**PASSAGE TO READ:**
..............................

Sunday, February 19, 2017

AMERICAN RIFLEMEN 1775



(Rifles and Riflemen in the Revolution Part 5) 

Once open conflict had broken out between Great Britain and the American Colonies in April of 1775, the need for a single, unified American Continental Army, as opposed to ad hoc combined forces consisting of various, separate Colonial Militias became apparent. Although all of the Colonies were in rebellion, the army surrounding Boston consisted entirely of militia units from New England.  Numerous political and military leaders, including George Washington himself, heartily endorsed the concept of raising units of frontier riflemen for said army.
Major General Charles Lee, for instance, wrote, “The frontier riflemen will make fine soldiers…their amazing hardihood, their methods of living so long in the woods without carrying provisions with them, the exceeding quickness with which they can march to distant parts, and, above all, the dexterity to which they have arrived in the use of the rifle gun. There is not one of these men who wish a distance less than 200 yards or greater object than an orange. Every shot is fatal.”

..............................

**ENTRIES SHOWN:**
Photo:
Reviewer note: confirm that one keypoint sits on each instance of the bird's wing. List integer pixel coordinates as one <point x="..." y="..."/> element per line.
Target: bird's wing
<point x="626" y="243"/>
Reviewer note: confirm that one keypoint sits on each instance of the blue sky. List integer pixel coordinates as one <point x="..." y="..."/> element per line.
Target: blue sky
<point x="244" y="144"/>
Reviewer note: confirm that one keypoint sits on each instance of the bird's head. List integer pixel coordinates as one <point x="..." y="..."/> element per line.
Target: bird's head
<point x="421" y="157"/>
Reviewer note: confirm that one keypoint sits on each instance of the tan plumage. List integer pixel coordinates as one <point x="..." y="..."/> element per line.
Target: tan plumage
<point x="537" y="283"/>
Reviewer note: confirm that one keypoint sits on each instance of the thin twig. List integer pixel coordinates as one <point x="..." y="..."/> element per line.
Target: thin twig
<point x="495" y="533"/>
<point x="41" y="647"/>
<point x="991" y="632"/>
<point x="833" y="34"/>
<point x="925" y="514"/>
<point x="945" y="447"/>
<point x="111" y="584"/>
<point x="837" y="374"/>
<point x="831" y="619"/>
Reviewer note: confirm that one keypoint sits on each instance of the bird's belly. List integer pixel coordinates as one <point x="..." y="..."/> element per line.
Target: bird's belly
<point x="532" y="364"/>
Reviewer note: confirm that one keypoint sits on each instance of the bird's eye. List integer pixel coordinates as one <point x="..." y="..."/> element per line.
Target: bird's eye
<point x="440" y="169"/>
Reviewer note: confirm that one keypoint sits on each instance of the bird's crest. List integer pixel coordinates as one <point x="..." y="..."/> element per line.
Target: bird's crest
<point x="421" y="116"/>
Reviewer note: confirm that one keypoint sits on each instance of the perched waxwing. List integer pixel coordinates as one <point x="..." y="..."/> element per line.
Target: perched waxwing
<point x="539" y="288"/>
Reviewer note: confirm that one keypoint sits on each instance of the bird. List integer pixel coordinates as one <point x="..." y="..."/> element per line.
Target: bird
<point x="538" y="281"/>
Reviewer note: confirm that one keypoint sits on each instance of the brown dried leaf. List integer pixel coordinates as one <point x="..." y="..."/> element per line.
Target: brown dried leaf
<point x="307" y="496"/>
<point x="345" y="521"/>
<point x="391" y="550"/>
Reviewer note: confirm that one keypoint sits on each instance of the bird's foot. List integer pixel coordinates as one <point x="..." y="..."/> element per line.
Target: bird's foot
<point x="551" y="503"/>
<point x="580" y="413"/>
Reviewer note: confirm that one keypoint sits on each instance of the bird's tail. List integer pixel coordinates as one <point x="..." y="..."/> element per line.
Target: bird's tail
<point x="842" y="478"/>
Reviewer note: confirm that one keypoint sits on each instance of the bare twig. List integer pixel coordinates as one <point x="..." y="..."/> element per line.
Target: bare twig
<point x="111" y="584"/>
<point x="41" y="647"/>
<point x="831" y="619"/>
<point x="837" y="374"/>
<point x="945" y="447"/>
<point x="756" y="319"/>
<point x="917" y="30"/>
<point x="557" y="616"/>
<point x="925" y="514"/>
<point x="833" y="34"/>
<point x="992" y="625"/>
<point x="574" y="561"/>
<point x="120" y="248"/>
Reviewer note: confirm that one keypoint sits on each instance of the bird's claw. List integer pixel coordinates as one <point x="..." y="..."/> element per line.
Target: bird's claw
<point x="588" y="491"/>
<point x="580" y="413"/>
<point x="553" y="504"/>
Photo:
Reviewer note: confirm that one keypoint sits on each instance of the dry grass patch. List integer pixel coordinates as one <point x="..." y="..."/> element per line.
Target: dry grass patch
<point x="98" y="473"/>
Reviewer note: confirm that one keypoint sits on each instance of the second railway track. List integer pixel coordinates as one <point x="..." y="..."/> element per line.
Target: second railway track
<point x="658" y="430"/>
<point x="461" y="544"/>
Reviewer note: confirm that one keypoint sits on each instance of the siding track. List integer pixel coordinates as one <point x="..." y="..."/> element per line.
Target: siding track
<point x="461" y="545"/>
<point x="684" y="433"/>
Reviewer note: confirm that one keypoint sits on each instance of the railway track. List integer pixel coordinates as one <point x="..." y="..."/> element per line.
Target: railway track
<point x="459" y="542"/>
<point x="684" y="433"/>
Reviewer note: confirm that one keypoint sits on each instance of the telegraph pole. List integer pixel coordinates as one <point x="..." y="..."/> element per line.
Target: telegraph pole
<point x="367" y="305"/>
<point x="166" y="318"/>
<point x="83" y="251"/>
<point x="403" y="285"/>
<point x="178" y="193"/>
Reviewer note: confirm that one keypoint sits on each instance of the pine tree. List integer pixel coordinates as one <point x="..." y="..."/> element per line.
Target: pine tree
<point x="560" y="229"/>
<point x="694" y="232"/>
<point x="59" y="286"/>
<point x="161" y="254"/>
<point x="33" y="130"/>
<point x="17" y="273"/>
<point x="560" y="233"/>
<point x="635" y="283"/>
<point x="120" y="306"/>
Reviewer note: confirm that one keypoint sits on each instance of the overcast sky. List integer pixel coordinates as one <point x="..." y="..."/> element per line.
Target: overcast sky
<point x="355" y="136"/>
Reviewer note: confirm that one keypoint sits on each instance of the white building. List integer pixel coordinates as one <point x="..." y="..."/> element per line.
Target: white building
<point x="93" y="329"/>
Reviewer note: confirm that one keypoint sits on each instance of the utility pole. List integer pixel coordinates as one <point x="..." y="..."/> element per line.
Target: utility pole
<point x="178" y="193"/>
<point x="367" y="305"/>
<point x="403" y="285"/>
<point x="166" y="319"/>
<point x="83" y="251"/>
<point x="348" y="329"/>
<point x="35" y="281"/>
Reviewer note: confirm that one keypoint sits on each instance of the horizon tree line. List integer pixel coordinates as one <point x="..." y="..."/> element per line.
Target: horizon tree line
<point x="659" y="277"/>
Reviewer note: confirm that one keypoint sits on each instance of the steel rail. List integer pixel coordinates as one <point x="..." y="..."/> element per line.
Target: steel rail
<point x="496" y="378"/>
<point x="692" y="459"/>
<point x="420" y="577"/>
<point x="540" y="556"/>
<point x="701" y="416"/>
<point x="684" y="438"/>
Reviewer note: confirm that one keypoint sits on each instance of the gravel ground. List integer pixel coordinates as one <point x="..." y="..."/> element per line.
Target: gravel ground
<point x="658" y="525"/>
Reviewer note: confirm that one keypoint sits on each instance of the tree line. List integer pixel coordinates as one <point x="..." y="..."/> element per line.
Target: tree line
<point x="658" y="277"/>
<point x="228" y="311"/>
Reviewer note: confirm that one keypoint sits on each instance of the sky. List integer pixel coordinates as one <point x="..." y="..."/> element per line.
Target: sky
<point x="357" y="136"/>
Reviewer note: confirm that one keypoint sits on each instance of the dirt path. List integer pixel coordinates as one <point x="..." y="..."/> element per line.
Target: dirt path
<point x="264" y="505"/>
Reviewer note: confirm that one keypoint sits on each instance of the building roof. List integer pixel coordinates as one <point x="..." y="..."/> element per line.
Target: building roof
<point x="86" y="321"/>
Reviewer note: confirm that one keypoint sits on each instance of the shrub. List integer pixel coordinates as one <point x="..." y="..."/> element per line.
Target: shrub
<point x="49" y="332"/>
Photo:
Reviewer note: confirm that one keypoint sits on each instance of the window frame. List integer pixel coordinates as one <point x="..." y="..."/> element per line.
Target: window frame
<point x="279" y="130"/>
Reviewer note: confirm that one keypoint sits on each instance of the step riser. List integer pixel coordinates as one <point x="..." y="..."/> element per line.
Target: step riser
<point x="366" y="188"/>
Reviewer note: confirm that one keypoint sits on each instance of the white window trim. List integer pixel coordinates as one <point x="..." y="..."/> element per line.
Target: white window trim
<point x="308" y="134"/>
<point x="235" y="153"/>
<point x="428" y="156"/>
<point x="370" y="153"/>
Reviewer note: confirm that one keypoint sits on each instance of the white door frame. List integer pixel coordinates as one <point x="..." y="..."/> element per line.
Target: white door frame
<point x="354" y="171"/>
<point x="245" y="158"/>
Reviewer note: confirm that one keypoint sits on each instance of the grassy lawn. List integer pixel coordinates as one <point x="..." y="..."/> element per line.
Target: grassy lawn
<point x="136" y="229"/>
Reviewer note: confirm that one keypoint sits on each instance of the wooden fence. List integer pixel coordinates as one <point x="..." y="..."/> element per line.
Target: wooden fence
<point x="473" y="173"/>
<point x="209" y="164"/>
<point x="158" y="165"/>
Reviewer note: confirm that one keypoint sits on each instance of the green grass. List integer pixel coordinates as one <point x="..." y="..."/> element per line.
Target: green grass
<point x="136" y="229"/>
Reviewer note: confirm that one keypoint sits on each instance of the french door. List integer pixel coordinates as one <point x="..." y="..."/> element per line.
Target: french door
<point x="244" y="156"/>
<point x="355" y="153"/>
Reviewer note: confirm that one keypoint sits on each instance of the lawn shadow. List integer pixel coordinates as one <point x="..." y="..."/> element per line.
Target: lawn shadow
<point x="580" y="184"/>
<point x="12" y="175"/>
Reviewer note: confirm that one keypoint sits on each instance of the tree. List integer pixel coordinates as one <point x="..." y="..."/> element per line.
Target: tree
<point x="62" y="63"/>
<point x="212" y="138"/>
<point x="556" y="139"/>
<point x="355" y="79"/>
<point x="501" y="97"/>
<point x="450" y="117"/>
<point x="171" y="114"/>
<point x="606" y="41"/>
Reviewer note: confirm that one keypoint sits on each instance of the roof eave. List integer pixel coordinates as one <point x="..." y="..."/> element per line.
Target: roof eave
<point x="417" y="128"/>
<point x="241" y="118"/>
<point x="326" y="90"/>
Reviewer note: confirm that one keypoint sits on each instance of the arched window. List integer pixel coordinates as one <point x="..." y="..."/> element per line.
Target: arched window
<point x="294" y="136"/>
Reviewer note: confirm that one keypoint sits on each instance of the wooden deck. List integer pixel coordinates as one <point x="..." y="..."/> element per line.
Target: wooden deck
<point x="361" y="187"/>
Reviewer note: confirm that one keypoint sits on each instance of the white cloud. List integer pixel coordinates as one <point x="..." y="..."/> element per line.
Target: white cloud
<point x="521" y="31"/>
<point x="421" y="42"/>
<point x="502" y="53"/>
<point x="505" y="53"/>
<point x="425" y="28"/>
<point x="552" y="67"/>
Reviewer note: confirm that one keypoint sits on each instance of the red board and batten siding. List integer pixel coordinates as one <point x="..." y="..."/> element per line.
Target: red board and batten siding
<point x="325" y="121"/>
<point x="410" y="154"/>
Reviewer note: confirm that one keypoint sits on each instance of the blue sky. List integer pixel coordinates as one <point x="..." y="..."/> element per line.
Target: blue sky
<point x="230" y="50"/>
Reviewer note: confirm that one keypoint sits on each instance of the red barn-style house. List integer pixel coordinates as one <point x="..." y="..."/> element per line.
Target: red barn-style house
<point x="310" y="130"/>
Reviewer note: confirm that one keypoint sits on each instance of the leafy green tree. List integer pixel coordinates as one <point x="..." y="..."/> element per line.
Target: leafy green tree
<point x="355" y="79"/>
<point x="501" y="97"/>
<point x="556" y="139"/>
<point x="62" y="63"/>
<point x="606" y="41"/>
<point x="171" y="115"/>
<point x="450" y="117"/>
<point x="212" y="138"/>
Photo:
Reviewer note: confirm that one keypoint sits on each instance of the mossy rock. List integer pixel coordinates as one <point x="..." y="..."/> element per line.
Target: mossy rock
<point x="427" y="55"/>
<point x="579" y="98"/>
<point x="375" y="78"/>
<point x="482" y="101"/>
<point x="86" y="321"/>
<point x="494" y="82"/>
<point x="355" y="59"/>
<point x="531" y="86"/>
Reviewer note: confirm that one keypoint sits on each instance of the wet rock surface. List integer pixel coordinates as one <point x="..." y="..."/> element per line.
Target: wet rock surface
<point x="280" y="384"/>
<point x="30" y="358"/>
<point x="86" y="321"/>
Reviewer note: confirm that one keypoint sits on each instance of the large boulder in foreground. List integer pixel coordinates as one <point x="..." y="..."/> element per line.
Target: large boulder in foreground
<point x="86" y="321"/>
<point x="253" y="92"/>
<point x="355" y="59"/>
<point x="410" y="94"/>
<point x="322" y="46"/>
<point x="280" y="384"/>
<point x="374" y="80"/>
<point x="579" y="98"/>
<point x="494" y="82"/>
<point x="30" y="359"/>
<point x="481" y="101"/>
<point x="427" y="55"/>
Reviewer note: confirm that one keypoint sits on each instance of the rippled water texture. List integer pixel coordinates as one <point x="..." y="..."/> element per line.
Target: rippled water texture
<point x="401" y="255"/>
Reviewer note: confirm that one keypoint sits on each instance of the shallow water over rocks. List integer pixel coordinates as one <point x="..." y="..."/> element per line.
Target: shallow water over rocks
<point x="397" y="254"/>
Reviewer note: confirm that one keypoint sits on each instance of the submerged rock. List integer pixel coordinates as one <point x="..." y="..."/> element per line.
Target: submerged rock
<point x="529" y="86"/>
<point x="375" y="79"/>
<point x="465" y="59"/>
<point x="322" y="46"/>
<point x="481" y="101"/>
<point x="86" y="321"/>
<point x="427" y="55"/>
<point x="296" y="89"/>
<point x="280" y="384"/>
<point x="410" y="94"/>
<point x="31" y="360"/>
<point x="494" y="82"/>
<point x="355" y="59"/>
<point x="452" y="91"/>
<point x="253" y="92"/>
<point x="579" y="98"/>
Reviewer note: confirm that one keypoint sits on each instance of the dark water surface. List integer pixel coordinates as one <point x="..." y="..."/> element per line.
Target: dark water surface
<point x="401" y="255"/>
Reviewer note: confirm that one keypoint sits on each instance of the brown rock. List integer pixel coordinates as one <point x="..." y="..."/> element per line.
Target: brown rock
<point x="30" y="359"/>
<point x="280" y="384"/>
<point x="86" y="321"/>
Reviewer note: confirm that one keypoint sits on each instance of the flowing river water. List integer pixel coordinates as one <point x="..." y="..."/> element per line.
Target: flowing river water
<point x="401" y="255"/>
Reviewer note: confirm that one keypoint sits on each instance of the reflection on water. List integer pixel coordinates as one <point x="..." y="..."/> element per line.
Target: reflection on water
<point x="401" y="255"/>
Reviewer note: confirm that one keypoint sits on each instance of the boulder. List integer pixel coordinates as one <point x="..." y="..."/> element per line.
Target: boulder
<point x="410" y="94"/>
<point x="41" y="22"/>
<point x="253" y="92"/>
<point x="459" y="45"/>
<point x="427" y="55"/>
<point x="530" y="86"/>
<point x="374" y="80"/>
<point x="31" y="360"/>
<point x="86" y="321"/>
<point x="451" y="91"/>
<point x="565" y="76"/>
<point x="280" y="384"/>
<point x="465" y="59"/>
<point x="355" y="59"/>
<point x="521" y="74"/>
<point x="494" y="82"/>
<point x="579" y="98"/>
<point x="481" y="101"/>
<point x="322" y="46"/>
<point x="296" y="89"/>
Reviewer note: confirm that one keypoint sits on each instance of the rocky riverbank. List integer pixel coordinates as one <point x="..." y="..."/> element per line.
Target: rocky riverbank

..............................

**WHAT YOU NEED TO DO:**
**a.** In the passage on American riflemen in 1775, what minimum distance did Charles Lee say the frontier riflemen wished to shoot at?
**b.** Extract the lines of the rows word for word, starting at the line that contains "of the flowing" and ending at the last line of the rows.

**PROBLEM SOLUTIONS:**
**a.** 200 yards.

**b.**
Reviewer note: confirm that one keypoint sits on each instance of the flowing river water. List integer pixel coordinates as one <point x="..." y="..."/> element per line.
Target: flowing river water
<point x="401" y="255"/>
Reviewer note: confirm that one keypoint sits on each instance of the reflection on water. List integer pixel coordinates as one <point x="..." y="..."/> element per line.
Target: reflection on water
<point x="401" y="255"/>
Reviewer note: confirm that one keypoint sits on each instance of the boulder. List integer pixel coordinates as one <point x="..." y="..."/> element per line.
Target: boulder
<point x="410" y="94"/>
<point x="41" y="22"/>
<point x="253" y="92"/>
<point x="459" y="45"/>
<point x="427" y="55"/>
<point x="530" y="86"/>
<point x="374" y="80"/>
<point x="31" y="360"/>
<point x="86" y="321"/>
<point x="451" y="91"/>
<point x="565" y="76"/>
<point x="280" y="384"/>
<point x="465" y="59"/>
<point x="355" y="59"/>
<point x="521" y="74"/>
<point x="494" y="82"/>
<point x="579" y="98"/>
<point x="481" y="101"/>
<point x="322" y="46"/>
<point x="296" y="89"/>
Reviewer note: confirm that one keypoint sits on each instance of the rocky riverbank. List integer pixel coordinates as one <point x="..." y="..."/> element per line.
Target: rocky riverbank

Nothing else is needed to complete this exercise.